* Start Provided text *

Architecture Designer Tot Protocol Examples
Externalized from the agent definition per the few-shot-examples rule (#1587).
Architecture Designer ToT Protocol — Worked Examples
Externalized from the agent definition per the few-shot-examples rule (#1587).
Phase 1: Criteria Definition — Example
## Evaluation Criteria
| Criterion | Weight | Description | Source NFR |
|-----------|--------|-------------|------------|
| Performance | 30% | Sub-100ms API response times | @.aiwg/requirements/nfr-modules/performance.md |
| Scalability | 25% | Handle 10x growth without redesign | @.aiwg/requirements/nfr-modules/scalability.md |
| Maintainability | 20% | Team can modify without expert | @.aiwg/requirements/nfr-modules/maintainability.md |
| Security | 15% | OWASP Top 10 mitigation | @.aiwg/requirements/nfr-modules/security.md |
| Cost | 10% | Operational costs <$5K/month | Budget constraint |
Minimum acceptable score: 65/100
Critical criteria: Security must score 8+ (pass/fail)
Phase 2: Alternative Generation — Example
## Options Considered
### Option 1: Microservices with REST APIs
- Service mesh (Istio) for inter-service communication
- Kubernetes orchestration
- PostgreSQL per-service databases
- Event bus for async workflows (Kafka)
### Option 2: Modular Monolith
- Single deployable with clear module boundaries
- Shared PostgreSQL with schema-per-module
- In-process event bus
- Future extraction path to microservices
### Option 3: Serverless Functions (AWS Lambda)
- API Gateway + Lambda functions
- DynamoDB for data persistence
- EventBridge for async workflows
- Fully managed, auto-scaling
### Option 4: Hybrid Microservices + Monolith
- Core domain as microservices (high-change areas)
- Stable features as modular monolith
- Shared API gateway
- Mixed persistence (PostgreSQL + DynamoDB)
### Option 5: Service-Oriented Architecture (SOA)
- Coarse-grained services (larger than microservices)

* End Provided text *

▶ _Written request A_:
Answer these from the protocol examples:
(i) What weight does Scalability carry?
(ii) What is the minimum acceptable score?
(iii) What does Option 3 use for data persistence?

* Start Data lines *

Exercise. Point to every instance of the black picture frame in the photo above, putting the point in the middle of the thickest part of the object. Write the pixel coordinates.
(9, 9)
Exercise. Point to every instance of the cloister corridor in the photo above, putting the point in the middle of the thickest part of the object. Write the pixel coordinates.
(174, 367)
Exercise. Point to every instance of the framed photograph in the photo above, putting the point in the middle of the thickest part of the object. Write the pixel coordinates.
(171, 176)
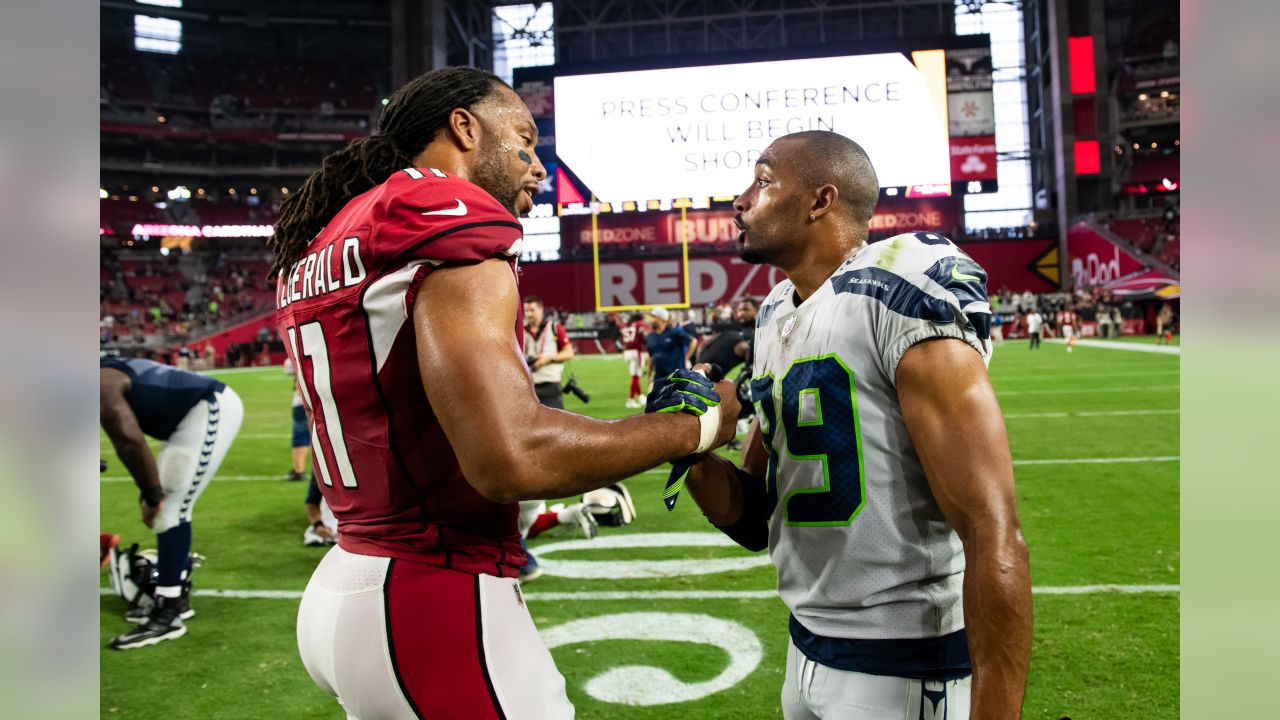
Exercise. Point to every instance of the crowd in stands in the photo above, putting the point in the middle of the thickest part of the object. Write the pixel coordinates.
(1157, 233)
(155, 300)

* End Data lines *

▶ _Written request B_:
Give the entries from the line containing "Exercise. Point to every instance of the framed" through the end of the entries as a JSON list of strings, one string per line, with blank lines and the picture left out.

▶ _Written response A_:
(i) 25%
(ii) 65/100
(iii) DynamoDB

▶ _Written response B_:
[
  "Exercise. Point to every instance of the framed photograph in the photo above, putting the point in the middle of the thickest part of the object. Write the pixel coordinates.",
  "(171, 176)",
  "Exercise. Point to every instance of the crowd in stands in the photo above, putting the point in the middle of the thickest part of the object. Write the pixel coordinates.",
  "(1157, 233)",
  "(155, 300)"
]